---------- Information shown ----------

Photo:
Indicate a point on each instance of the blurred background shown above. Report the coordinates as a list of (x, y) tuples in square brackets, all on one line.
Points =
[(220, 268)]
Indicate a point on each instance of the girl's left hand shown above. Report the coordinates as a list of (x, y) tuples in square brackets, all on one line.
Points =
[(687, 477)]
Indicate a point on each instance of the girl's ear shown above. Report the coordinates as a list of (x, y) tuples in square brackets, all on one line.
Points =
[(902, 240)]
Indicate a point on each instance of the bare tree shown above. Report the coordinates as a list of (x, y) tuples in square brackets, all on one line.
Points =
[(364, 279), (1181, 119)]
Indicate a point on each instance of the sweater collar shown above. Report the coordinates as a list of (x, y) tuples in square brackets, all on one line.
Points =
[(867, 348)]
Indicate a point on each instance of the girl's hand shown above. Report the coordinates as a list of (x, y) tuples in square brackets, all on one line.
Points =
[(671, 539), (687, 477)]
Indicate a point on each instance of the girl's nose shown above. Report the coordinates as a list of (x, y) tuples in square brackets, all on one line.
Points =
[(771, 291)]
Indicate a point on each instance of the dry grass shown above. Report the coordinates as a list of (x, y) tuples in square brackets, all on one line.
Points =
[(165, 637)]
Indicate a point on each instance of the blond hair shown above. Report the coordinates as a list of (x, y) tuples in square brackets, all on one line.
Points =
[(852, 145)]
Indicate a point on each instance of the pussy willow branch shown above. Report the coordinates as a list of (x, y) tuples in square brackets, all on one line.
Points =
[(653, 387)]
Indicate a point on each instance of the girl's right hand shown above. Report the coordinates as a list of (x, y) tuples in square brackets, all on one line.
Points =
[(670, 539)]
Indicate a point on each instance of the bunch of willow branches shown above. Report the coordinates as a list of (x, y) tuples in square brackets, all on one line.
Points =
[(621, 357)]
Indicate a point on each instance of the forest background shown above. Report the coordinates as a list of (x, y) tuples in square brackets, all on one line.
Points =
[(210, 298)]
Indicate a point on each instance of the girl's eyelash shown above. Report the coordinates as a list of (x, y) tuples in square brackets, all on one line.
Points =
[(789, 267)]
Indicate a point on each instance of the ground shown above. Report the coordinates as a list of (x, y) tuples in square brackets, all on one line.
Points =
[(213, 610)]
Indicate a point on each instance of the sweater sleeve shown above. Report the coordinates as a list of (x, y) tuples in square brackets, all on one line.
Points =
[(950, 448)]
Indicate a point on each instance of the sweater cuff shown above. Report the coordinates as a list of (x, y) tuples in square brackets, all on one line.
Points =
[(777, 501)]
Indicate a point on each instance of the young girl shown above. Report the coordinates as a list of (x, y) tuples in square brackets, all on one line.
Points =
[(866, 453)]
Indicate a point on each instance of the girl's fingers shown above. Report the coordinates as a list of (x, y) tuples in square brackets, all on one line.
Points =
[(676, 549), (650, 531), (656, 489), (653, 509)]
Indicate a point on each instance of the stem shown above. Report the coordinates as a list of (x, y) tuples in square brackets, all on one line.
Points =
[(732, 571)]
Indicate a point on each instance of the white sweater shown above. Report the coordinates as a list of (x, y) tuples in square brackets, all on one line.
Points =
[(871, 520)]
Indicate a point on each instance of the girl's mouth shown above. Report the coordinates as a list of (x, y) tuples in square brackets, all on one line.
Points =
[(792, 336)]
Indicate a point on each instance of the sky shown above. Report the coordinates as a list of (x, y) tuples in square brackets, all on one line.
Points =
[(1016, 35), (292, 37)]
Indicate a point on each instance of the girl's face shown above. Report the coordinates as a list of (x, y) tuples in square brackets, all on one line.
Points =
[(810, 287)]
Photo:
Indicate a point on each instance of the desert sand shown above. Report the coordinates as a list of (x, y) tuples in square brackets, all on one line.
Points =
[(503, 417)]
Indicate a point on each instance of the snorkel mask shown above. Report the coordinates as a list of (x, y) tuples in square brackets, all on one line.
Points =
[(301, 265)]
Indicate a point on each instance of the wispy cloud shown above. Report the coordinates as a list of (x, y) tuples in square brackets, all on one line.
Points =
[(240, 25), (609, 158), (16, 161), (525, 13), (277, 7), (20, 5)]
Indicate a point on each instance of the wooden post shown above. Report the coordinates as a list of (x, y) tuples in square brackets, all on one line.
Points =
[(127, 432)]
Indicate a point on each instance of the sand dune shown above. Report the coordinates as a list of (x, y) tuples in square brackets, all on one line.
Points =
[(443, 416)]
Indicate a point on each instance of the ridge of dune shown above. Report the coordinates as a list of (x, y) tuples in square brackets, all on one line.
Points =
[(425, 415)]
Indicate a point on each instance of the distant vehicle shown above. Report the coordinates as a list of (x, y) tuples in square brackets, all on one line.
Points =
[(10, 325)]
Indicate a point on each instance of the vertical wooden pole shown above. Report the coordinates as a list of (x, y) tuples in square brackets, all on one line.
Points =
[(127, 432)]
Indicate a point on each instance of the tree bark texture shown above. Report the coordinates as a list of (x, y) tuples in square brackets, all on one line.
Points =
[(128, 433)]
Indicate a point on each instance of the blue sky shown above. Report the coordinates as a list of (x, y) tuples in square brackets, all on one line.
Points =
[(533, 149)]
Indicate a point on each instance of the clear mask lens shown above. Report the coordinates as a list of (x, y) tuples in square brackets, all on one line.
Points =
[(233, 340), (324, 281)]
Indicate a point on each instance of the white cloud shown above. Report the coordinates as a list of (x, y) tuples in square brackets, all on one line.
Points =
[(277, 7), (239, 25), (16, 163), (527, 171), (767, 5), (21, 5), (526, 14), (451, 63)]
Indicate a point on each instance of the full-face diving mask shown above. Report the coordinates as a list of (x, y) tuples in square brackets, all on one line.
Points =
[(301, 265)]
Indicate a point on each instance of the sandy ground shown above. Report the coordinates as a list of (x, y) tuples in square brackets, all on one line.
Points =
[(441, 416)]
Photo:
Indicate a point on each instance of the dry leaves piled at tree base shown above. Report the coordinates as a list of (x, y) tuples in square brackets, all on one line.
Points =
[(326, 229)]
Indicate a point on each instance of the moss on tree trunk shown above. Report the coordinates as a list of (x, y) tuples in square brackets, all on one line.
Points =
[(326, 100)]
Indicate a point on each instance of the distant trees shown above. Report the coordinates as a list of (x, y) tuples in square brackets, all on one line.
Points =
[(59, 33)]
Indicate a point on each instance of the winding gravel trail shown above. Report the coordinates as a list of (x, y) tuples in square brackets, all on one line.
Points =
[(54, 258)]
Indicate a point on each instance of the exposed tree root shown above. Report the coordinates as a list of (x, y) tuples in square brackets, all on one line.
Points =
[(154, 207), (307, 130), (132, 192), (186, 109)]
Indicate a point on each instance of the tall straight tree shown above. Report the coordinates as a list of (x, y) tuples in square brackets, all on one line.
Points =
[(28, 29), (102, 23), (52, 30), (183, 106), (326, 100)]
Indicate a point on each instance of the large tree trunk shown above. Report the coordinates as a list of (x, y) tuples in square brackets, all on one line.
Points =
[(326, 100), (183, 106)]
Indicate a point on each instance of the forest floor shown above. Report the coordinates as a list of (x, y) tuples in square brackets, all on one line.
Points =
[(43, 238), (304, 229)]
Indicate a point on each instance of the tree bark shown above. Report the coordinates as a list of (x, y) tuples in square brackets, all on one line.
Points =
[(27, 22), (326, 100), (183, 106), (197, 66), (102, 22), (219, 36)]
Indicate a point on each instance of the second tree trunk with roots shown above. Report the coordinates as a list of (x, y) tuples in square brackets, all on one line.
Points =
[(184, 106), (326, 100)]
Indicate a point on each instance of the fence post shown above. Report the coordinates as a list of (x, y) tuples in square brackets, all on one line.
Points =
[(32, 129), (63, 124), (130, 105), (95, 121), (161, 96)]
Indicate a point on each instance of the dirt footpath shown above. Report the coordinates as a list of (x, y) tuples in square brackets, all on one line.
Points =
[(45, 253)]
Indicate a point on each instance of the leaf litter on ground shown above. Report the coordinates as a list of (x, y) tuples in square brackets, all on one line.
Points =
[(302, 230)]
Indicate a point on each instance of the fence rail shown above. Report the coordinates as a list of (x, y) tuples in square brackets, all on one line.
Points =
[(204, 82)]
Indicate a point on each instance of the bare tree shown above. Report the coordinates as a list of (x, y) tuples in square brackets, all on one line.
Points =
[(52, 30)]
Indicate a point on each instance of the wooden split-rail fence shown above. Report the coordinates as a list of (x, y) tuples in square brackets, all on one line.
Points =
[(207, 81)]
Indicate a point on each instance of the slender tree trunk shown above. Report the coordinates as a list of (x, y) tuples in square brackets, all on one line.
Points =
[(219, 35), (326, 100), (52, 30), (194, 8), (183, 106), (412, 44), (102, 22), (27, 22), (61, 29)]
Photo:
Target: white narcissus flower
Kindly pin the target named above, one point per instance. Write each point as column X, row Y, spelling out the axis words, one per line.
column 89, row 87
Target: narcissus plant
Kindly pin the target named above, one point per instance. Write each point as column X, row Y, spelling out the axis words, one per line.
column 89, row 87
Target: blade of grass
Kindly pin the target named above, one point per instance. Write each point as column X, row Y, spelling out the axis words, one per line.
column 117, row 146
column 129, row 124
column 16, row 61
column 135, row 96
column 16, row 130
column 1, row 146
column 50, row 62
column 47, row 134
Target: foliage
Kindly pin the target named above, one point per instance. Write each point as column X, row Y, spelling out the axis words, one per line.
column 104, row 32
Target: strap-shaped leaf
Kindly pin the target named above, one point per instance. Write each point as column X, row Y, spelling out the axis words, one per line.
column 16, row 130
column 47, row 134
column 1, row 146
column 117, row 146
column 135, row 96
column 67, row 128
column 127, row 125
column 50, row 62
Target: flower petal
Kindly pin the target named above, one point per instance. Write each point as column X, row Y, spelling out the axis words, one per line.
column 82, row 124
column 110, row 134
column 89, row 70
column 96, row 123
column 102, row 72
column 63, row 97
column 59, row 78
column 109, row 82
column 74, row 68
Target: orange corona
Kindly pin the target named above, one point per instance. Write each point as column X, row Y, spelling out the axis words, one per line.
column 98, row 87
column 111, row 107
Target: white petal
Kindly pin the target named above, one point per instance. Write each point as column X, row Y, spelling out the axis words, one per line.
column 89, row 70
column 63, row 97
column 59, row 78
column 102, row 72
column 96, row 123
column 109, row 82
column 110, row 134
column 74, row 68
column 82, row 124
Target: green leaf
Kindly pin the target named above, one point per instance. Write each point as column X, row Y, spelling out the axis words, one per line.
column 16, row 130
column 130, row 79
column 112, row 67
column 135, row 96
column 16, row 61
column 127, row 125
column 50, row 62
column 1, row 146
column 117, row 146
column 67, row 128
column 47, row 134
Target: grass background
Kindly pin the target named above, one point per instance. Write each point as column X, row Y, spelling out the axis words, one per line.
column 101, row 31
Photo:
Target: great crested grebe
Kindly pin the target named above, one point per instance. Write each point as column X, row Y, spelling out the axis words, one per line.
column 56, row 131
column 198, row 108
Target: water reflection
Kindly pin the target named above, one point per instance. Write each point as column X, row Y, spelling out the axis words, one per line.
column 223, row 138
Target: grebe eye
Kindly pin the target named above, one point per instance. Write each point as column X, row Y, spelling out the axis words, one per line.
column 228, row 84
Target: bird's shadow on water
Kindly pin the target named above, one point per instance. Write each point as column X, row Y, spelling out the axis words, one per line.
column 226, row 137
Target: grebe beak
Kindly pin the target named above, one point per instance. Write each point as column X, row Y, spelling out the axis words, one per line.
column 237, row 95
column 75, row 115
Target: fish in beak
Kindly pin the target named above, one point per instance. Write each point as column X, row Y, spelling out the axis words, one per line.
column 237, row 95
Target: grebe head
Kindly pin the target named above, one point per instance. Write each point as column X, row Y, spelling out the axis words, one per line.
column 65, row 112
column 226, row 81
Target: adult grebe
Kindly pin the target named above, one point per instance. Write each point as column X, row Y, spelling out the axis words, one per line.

----------

→ Challenge
Give the lines of the listing as a numbered list, starting at the line that contains "Indicate a point on each instance of the snorkel" and ending at the line that contains "[(533, 149)]", with blank lines left out.

→ Answer for this exercise
1. Indicate a point on each instance of the snorkel mask shown above. Report the coordinates as a list of (x, y) tuples in square brackets, all on one line.
2. Points =
3. [(301, 265)]
4. Indicate a point on each instance of the wispy cloud shown above. Report the coordinates as a list of (x, y) tuples in square brackets, all on one line.
5. Points =
6. [(240, 25), (609, 158), (16, 161), (525, 13), (277, 7), (20, 5)]
7. Indicate a point on each instance of the wooden post shown above. Report the coordinates as a list of (x, y) tuples in square brackets, all on one line.
8. Points =
9. [(127, 432)]
10. Indicate a point on each instance of the sand dune shown above. Report the coordinates as a list of (x, y) tuples in square brackets, all on one line.
11. Points =
12. [(443, 416)]
13. Indicate a point on each instance of the ridge of dune shown above. Report the coordinates as a list of (x, y) tuples in square brackets, all on one line.
14. Points =
15. [(425, 415)]
16. Indicate a point on each instance of the distant vehicle shown above. Report the coordinates as a list of (x, y) tuples in square brackets, all on one line.
17. Points =
18. [(10, 325)]
19. Indicate a point on each instance of the vertical wooden pole shown above. Report the coordinates as a list of (x, y) tuples in square brackets, all on one line.
20. Points =
21. [(127, 432)]
22. Indicate a point on each instance of the tree bark texture shown above. Report the coordinates as a list of (x, y) tuples in square brackets, all on one line.
23. Points =
24. [(128, 433)]
25. Indicate a point on each instance of the blue sky shown above. Report the coordinates as a list of (x, y) tuples in square brackets, all on one line.
26. Points =
27. [(533, 149)]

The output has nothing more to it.